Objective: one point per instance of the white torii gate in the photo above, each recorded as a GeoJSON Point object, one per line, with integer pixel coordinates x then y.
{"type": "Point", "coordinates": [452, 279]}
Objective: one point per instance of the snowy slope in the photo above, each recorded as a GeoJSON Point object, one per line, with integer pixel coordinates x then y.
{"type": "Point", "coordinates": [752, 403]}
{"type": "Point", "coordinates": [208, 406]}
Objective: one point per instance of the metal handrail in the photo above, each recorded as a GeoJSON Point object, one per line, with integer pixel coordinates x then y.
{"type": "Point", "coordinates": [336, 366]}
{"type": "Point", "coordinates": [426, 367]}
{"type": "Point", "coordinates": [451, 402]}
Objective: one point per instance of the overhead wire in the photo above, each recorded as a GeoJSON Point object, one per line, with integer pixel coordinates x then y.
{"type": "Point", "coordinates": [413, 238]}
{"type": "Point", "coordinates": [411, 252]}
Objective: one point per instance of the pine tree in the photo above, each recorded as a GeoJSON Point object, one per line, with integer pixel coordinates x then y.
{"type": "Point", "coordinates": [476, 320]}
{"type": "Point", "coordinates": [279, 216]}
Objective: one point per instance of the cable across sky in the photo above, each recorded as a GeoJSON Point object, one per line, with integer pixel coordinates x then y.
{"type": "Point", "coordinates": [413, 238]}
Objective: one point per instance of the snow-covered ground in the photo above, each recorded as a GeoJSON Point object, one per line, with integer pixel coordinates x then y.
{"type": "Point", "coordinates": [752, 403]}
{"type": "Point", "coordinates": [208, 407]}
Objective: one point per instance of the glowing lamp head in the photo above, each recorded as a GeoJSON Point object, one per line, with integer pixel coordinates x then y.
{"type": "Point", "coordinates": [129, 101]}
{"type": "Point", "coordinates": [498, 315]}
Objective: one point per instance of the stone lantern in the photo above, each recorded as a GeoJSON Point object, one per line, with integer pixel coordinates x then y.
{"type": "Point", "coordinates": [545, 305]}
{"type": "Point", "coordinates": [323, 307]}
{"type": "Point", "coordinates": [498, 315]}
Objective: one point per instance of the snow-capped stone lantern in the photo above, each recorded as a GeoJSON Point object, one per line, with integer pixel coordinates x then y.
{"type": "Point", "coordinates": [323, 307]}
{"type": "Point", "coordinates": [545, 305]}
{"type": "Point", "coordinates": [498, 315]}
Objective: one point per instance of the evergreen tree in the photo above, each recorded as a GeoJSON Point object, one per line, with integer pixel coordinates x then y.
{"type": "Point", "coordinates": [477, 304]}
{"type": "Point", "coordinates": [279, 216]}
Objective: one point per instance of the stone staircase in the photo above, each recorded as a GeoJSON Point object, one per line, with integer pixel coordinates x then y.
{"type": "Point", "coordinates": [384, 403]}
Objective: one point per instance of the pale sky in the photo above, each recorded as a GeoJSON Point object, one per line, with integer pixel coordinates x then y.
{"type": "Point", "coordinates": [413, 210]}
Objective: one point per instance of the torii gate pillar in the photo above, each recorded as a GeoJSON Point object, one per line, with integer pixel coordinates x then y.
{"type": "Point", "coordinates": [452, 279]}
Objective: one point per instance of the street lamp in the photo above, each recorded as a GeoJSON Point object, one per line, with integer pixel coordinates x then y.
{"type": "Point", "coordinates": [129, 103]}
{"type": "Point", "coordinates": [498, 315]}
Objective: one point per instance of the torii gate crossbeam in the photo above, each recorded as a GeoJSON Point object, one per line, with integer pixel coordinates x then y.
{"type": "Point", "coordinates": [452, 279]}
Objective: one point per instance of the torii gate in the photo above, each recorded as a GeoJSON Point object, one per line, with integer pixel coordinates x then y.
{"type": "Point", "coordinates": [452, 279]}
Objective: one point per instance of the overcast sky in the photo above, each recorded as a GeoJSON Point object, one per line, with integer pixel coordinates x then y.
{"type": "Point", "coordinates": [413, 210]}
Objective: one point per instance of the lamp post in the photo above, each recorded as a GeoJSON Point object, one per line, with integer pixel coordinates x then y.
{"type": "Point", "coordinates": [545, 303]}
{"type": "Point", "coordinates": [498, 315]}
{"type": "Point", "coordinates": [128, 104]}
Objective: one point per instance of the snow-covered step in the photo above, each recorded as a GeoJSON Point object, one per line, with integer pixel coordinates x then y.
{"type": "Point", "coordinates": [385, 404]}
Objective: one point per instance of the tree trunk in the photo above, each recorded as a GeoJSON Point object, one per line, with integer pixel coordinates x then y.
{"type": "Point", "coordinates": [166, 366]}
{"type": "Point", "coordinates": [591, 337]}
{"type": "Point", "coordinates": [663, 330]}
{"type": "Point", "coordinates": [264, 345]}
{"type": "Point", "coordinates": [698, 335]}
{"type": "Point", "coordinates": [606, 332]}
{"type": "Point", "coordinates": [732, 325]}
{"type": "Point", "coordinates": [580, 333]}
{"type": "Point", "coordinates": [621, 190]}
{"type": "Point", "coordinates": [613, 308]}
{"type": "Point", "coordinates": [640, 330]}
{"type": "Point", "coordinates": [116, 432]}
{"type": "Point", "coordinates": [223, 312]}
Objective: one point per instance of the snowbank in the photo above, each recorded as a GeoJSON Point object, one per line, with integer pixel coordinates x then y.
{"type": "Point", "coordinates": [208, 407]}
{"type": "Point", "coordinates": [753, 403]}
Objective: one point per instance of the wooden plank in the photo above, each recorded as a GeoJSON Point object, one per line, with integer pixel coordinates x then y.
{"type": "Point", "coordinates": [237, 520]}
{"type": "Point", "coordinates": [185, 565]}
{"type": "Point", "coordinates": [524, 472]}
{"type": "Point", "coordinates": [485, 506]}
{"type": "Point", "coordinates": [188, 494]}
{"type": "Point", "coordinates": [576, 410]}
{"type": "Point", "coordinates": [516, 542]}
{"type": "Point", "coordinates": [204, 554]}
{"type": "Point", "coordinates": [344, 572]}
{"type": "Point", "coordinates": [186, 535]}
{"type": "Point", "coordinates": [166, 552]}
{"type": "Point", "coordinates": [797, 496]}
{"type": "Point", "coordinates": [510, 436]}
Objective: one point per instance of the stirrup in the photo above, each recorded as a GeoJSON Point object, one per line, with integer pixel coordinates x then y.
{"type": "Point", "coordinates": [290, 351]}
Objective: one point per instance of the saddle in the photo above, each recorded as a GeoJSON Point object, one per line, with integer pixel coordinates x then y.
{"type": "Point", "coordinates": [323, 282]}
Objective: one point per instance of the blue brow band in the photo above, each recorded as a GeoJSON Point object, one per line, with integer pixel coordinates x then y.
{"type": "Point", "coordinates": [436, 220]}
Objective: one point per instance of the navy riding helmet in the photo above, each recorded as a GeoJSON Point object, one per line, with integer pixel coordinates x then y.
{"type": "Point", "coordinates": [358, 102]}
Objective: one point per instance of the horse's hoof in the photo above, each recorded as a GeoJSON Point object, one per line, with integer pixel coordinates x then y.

> Exercise
Retype the listing. Match it exactly.

> Task solution
Objective: one point per instance of the white torii gate in the photo above, each recorded as a GeoJSON Point object, one per line, with integer pixel coordinates x then y.
{"type": "Point", "coordinates": [452, 279]}
Objective: one point per instance of the snowy slope in the photo above, each recorded as a GeoJSON Point object, one per line, with integer pixel coordinates x then y.
{"type": "Point", "coordinates": [752, 403]}
{"type": "Point", "coordinates": [208, 406]}
Objective: one point per instance of the metal handrail in the photo above, each recorded as a GeoJSON Point object, one per line, with integer pixel coordinates x then y.
{"type": "Point", "coordinates": [336, 366]}
{"type": "Point", "coordinates": [426, 367]}
{"type": "Point", "coordinates": [451, 402]}
Objective: one point per instance of the overhead wire in the photo above, each recorded as a GeoJSON Point object, one per line, with integer pixel coordinates x then y.
{"type": "Point", "coordinates": [413, 238]}
{"type": "Point", "coordinates": [411, 252]}
Objective: one point per instance of the pine tree in the photo above, each recorded as a GeoJSON Point object, one per line, with integer pixel coordinates x then y.
{"type": "Point", "coordinates": [476, 320]}
{"type": "Point", "coordinates": [279, 216]}
Objective: one point per instance of the cable across sky in the photo above, each recorded as a GeoJSON Point object, one per line, with integer pixel coordinates x then y.
{"type": "Point", "coordinates": [413, 238]}
Objective: one point per instance of the snow-covered ground in the photo above, each recorded as a GeoJSON Point object, one per line, with integer pixel coordinates x then y.
{"type": "Point", "coordinates": [752, 403]}
{"type": "Point", "coordinates": [208, 407]}
Objective: one point per instance of the glowing lamp head in the photo above, each recorded as a GeoJSON Point object, one per line, with integer pixel coordinates x then y.
{"type": "Point", "coordinates": [129, 101]}
{"type": "Point", "coordinates": [498, 315]}
Objective: one point per instance of the stone lantern in the photo above, each recorded as a GeoJSON Point object, one per line, with integer pixel coordinates x then y.
{"type": "Point", "coordinates": [545, 305]}
{"type": "Point", "coordinates": [323, 307]}
{"type": "Point", "coordinates": [498, 315]}
Objective: one point per instance of the snow-capped stone lantern in the photo above, each recorded as a GeoJSON Point object, one per line, with integer pixel coordinates x then y.
{"type": "Point", "coordinates": [323, 307]}
{"type": "Point", "coordinates": [545, 305]}
{"type": "Point", "coordinates": [498, 315]}
Objective: one point per instance of the evergreen tree in the photo above, each recorded as a GeoJSON Point object, one per line, with integer pixel coordinates x then y.
{"type": "Point", "coordinates": [477, 304]}
{"type": "Point", "coordinates": [279, 216]}
Objective: one point per instance of the stone staircase in the photo above, each recorded as a GeoJSON Point object, one per line, with integer pixel coordinates x then y.
{"type": "Point", "coordinates": [384, 403]}
Objective: one point per instance of the pale sky in the photo above, each recorded as a GeoJSON Point object, one per line, with integer pixel coordinates x then y.
{"type": "Point", "coordinates": [413, 210]}
Objective: one point per instance of the torii gate pillar in the photo above, each recorded as a GeoJSON Point object, one per line, with integer pixel coordinates x then y.
{"type": "Point", "coordinates": [452, 279]}
Objective: one point per instance of the street lamp in the photo above, each recorded as a GeoJSON Point object, one per line, with integer pixel coordinates x then y.
{"type": "Point", "coordinates": [129, 103]}
{"type": "Point", "coordinates": [498, 315]}
Objective: one point per instance of the torii gate crossbeam in the photo above, each recorded as a GeoJSON Point object, one per line, with integer pixel coordinates x then y.
{"type": "Point", "coordinates": [452, 279]}
Objective: one point per instance of the torii gate in the photo above, each recorded as a GeoJSON Point object, one per line, with integer pixel coordinates x then y.
{"type": "Point", "coordinates": [452, 279]}
Objective: one point per instance of the overcast sky in the photo above, each recorded as a GeoJSON Point object, one per line, with integer pixel coordinates x then y.
{"type": "Point", "coordinates": [413, 210]}
Objective: one point per instance of the lamp post in the photo above, each recorded as a GeoJSON Point object, one per line, with integer pixel coordinates x then y.
{"type": "Point", "coordinates": [545, 303]}
{"type": "Point", "coordinates": [498, 315]}
{"type": "Point", "coordinates": [128, 104]}
Objective: one point per instance of the snow-covered step in the photo above, each recorded as a GeoJSON Point object, one per line, with integer pixel coordinates x then y.
{"type": "Point", "coordinates": [385, 404]}
Objective: one point per instance of the tree trunk in the photo above, each recorded as a GeoJSON Point object, one per line, with integer pixel coordinates x then y.
{"type": "Point", "coordinates": [166, 366]}
{"type": "Point", "coordinates": [591, 337]}
{"type": "Point", "coordinates": [663, 330]}
{"type": "Point", "coordinates": [264, 345]}
{"type": "Point", "coordinates": [698, 335]}
{"type": "Point", "coordinates": [606, 332]}
{"type": "Point", "coordinates": [732, 325]}
{"type": "Point", "coordinates": [580, 333]}
{"type": "Point", "coordinates": [621, 190]}
{"type": "Point", "coordinates": [613, 308]}
{"type": "Point", "coordinates": [640, 330]}
{"type": "Point", "coordinates": [116, 432]}
{"type": "Point", "coordinates": [223, 312]}
Objective: one point per instance of the snowbank in the photo above, each recorded as a GeoJSON Point object, one per line, with integer pixel coordinates x then y.
{"type": "Point", "coordinates": [208, 407]}
{"type": "Point", "coordinates": [753, 403]}
Objective: one point per instance of the wooden plank in the photo above, each recorded as a GeoJSON Point object, one per line, with integer pixel coordinates x then y.
{"type": "Point", "coordinates": [237, 520]}
{"type": "Point", "coordinates": [185, 565]}
{"type": "Point", "coordinates": [524, 472]}
{"type": "Point", "coordinates": [485, 506]}
{"type": "Point", "coordinates": [188, 494]}
{"type": "Point", "coordinates": [576, 410]}
{"type": "Point", "coordinates": [516, 542]}
{"type": "Point", "coordinates": [204, 554]}
{"type": "Point", "coordinates": [344, 572]}
{"type": "Point", "coordinates": [186, 535]}
{"type": "Point", "coordinates": [166, 552]}
{"type": "Point", "coordinates": [797, 496]}
{"type": "Point", "coordinates": [510, 436]}
Objective: one point per instance of the stirrup in the photo above, each recorded as a GeoJSON Point object, one per line, with integer pixel coordinates x then y.
{"type": "Point", "coordinates": [290, 351]}
Objective: one point per instance of the saddle in the photo above, each recorded as a GeoJSON Point object, one per line, with integer pixel coordinates x then y.
{"type": "Point", "coordinates": [323, 282]}
Objective: one point per instance of the blue brow band in the photo above, each recorded as a GeoJSON Point object, one per line, with integer pixel coordinates x then y.
{"type": "Point", "coordinates": [436, 220]}
Objective: one point per instance of the navy riding helmet in the photo above, each recorded as a GeoJSON Point object, one per line, with integer pixel coordinates x then y.
{"type": "Point", "coordinates": [358, 102]}
Objective: one point per instance of the horse's hoof in the photo above, each recorded as a GeoJSON Point object, one per line, with integer pixel coordinates x then y.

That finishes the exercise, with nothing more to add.